I did not include a suggested class in my non-provisional utility patent application. Would it be appropriate to suggest a class as part of a preliminary amendment?

That is not necessary


Is it not true that if an application does not contain any claims, that the examiner MUST come up with at least 2 claims?

Any non-provisional application submitted without at least one claim would be considered incomplete and no filing date will be granted. Applicant would be notified of the deficiencies and given a set period to respond.

If an application is made for an idea in it's broadest sense, does the USPTO make the determination of how broad the scope of the patent can be?

The USPTO examiner will review the application when filed and will make a search of the prior art. If a claim is too broad because it is not supported by the description in the application as originally filed, or by an enabling disclosure, the examiner will reject the claim under 35 U.S.C. 112, 1st paragraph. If a claim is too broad because it reads on the prior art (the claim is supported by the description), the examiner will reject the claim under either 35 U.S.C. 102 or 103, as appropriate.

Do claims have to be backed up by scientific literature or evidence?

All patented inventions must be operable. While initially you don't have to provide evidence that an invention is operable, an examiner may reject a claim as being inoperable. In this instance you would be required to prove the invention is operable.

Is there anyway to make claims broader after a patent is issued?

This can be done by filing a reissue application within 2 years of the issue date of the patent.

Can I modify the claims after the application is submitted (and before it is issued)?

Yes, but you cannot add new matter, that is, new material that is not supported by the original specification.

How many times can a claim be amended before prosecution of the application?

Our current regulations do not have a limit as long as no new matter is added. However, once prosecution of the application is closed (e.g., final rejection), amendments are no longer entered as a matter of right. Only certain amendments may be entered. See 37 CFR 1.116.

How do "Claims" protect the invention if related sites have the same elements only one additional part is incuded?

The subject matter set forth in a claim is the invention that your patent protects.  Whether a product infringes the claims of your patent is a question that is decided by a court.

I do not have the skills to write claims and will need to develop better claim writing and phrasing, is there a template or form example to help?

- ITEMS:

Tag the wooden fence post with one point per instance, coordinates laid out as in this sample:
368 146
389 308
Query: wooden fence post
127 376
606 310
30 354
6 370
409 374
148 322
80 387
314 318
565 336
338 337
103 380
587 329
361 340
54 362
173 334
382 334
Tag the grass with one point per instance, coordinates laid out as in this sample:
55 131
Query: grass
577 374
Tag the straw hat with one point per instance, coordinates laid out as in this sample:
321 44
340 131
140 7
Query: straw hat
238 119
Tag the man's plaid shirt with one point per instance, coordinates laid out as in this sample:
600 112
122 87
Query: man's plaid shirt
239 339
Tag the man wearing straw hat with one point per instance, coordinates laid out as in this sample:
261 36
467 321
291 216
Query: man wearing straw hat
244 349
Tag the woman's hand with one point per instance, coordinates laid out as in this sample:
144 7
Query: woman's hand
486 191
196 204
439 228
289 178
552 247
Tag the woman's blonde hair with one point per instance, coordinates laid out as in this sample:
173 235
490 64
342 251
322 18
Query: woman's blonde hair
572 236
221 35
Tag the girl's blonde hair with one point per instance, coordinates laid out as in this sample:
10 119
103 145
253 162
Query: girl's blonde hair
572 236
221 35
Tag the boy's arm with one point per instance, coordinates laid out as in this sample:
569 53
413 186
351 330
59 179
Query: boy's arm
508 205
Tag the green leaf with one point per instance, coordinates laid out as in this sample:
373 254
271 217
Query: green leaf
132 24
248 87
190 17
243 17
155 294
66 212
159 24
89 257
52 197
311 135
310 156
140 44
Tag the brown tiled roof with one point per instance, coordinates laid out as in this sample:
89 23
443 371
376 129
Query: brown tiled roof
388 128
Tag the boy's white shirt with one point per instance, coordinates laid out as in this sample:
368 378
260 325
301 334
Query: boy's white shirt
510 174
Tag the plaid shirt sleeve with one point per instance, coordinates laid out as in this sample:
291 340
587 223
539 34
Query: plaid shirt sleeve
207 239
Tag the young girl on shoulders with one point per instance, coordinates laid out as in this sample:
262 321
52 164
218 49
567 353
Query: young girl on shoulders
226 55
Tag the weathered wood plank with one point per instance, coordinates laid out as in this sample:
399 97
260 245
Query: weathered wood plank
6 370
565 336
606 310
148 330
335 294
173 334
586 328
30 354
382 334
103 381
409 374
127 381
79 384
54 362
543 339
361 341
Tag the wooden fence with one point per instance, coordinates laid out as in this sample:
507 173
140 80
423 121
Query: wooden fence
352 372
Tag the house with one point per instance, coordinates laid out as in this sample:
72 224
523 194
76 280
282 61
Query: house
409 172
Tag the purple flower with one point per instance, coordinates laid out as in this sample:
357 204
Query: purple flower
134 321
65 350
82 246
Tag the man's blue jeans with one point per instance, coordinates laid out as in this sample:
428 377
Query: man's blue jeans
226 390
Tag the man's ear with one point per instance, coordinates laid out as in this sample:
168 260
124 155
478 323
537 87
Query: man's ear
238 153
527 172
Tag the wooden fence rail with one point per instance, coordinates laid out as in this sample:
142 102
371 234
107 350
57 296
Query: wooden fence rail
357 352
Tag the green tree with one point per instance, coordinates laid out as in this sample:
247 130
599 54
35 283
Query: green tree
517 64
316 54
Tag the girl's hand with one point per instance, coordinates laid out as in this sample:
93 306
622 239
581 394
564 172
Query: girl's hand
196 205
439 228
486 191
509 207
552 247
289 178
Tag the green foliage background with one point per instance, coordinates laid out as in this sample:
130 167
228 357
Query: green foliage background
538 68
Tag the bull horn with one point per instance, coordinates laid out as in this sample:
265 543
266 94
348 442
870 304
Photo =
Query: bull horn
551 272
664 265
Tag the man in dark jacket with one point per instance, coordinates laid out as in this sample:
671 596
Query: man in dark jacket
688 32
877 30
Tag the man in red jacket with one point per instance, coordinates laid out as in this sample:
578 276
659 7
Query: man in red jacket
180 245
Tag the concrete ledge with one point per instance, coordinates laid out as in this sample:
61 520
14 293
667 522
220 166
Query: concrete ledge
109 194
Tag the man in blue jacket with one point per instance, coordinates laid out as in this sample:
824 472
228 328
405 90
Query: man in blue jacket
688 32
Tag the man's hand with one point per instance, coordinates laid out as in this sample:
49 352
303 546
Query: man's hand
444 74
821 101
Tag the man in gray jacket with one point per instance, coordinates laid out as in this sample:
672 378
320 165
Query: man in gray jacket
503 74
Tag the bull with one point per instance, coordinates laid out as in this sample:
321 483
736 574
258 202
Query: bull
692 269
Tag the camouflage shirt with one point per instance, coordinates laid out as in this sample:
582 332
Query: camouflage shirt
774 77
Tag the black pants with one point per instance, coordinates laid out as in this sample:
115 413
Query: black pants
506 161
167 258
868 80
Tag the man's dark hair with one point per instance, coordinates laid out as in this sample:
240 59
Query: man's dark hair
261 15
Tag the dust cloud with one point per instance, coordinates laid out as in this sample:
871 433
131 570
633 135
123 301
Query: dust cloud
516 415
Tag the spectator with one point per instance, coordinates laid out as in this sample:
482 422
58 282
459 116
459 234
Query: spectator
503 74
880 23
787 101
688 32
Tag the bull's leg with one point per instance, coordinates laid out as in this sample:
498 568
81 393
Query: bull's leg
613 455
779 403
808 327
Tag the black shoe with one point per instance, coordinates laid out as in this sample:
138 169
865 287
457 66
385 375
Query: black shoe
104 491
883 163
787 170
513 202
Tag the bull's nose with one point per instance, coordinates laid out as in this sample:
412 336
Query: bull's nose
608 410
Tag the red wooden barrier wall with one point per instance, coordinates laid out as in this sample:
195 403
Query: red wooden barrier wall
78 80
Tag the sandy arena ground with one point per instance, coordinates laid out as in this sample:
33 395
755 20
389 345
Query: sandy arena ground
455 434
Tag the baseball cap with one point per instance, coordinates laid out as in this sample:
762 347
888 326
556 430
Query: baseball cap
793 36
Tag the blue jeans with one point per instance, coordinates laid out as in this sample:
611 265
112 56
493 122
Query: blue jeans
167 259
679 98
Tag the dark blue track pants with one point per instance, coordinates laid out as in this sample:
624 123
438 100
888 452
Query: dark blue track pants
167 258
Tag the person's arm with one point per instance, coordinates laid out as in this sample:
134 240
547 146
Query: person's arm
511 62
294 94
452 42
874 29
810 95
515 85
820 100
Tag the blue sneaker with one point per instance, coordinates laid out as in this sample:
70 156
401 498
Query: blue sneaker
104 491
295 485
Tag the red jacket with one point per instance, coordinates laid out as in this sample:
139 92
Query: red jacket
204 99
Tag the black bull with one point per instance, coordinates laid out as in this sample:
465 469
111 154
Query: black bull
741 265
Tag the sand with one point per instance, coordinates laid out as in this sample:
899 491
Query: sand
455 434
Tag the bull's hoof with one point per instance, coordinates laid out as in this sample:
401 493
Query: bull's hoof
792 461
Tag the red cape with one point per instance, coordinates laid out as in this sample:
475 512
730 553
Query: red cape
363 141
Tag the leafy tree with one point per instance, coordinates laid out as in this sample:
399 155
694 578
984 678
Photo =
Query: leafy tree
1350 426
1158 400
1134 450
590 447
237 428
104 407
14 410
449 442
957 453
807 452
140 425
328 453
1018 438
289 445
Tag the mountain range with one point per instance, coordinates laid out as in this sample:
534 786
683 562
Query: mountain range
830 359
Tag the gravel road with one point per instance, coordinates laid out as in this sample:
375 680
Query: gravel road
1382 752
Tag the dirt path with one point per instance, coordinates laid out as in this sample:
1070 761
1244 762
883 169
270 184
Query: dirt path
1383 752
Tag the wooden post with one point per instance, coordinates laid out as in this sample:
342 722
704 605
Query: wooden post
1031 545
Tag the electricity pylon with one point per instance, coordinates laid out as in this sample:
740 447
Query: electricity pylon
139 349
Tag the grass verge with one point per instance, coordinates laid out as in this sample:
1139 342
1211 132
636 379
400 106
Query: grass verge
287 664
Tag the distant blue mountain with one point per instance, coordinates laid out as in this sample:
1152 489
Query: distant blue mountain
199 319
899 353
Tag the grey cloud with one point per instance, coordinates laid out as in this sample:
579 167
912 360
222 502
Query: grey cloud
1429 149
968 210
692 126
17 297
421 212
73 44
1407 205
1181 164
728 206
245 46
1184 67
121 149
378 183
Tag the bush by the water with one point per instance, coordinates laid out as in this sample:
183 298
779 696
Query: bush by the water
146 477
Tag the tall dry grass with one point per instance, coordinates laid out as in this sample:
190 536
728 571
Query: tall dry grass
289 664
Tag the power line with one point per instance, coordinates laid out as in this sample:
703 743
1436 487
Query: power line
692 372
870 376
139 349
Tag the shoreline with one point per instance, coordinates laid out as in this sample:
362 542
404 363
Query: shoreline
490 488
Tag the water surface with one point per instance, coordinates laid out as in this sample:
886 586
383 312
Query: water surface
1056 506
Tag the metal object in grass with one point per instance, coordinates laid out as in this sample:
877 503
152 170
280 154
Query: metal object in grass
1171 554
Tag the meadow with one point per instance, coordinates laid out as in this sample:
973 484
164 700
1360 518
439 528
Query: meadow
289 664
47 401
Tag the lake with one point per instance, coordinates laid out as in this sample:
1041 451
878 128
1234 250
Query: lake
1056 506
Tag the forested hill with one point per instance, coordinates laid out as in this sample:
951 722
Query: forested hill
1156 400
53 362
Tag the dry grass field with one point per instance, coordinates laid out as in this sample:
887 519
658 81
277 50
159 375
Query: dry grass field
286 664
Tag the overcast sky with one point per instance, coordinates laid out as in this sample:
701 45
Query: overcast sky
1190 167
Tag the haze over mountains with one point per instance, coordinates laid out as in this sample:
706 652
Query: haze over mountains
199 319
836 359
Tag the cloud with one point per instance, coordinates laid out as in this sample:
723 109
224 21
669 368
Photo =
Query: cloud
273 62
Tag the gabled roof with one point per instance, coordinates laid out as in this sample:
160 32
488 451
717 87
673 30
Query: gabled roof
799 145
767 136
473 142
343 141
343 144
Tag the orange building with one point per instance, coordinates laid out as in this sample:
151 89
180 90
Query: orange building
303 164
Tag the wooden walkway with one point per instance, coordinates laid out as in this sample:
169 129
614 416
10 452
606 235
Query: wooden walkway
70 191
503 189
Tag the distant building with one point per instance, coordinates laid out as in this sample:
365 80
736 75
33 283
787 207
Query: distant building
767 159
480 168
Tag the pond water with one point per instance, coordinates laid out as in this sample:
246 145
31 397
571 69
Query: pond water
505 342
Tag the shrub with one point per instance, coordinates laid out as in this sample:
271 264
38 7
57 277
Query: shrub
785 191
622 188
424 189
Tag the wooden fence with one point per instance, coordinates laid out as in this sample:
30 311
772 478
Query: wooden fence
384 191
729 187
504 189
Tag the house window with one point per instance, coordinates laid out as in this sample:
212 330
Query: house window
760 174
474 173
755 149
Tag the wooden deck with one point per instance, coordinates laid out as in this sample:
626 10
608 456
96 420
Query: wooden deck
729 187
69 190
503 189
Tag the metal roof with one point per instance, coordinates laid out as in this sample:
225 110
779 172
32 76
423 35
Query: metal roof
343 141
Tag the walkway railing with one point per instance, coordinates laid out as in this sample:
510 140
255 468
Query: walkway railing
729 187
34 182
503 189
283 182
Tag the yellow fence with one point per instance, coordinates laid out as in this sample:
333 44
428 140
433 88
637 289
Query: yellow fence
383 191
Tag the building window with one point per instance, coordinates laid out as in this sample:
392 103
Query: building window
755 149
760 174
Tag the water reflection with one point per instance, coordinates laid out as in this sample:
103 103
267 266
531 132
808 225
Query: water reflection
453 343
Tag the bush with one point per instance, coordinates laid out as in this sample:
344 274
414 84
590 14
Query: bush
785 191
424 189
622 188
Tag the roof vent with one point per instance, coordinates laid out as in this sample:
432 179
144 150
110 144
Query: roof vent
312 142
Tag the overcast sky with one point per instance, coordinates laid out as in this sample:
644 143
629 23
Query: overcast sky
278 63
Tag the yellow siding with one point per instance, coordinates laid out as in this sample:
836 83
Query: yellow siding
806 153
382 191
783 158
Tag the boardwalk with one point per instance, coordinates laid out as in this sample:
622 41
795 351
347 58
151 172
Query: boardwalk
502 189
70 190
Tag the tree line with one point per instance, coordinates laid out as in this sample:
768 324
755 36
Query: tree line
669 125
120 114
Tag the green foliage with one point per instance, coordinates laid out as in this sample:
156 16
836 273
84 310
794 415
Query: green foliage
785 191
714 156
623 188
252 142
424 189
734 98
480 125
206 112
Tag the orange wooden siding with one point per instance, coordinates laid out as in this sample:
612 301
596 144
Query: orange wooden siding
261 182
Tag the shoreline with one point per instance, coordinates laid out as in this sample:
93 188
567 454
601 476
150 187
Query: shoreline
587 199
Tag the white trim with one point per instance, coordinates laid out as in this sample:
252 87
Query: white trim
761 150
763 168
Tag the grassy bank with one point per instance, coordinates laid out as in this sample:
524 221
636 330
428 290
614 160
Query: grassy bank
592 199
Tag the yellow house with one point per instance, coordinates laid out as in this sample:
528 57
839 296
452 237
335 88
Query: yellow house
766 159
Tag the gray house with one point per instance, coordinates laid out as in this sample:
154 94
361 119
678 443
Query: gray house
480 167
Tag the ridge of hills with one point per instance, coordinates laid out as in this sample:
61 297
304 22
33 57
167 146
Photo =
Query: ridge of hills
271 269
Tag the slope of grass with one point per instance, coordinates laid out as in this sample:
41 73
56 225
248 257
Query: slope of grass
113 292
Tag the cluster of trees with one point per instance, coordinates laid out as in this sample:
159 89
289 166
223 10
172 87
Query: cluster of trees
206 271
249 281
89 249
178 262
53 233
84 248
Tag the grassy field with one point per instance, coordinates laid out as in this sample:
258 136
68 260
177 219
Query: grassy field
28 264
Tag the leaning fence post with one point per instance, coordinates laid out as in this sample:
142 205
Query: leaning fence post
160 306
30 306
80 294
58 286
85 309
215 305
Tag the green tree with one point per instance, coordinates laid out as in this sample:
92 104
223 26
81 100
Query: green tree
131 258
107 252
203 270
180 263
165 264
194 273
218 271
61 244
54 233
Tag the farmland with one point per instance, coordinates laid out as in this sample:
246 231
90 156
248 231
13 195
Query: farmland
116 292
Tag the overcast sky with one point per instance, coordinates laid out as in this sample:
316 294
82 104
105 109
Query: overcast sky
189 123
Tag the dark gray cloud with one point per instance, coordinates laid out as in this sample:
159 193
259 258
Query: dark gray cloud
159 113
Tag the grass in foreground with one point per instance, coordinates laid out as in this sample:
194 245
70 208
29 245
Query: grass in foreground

- EXERCISE REQUIREMENTS:
**a.** Retype word for word the stretch of the patent claims FAQ from "How many times" through "37 CFR 1.116.".
**b.** Answer these questions from the patent claims FAQ:
(i) Within how many years of a patent's issue date must a reissue application be filed to make its claims broader?
(ii) Under which statute and paragraph does the examiner reject a claim that is too broad because the original description does not support it?
(iii) What happens to a non-provisional application submitted without at least one claim?

- ANSWERS TO THE EXERCISE:
**a.**
How many times can a claim be amended before prosecution of the application?

Our current regulations do not have a limit as long as no new matter is added. However, once prosecution of the application is closed (e.g., final rejection), amendments are no longer entered as a matter of right. Only certain amendments may be entered. See 37 CFR 1.116.

**b.**
(i) Within 2 years of the issue date.
(ii) 35 U.S.C. 112, 1st paragraph.
(iii) It is considered incomplete and gets no filing date. The applicant is notified of the deficiencies and given a set period to respond.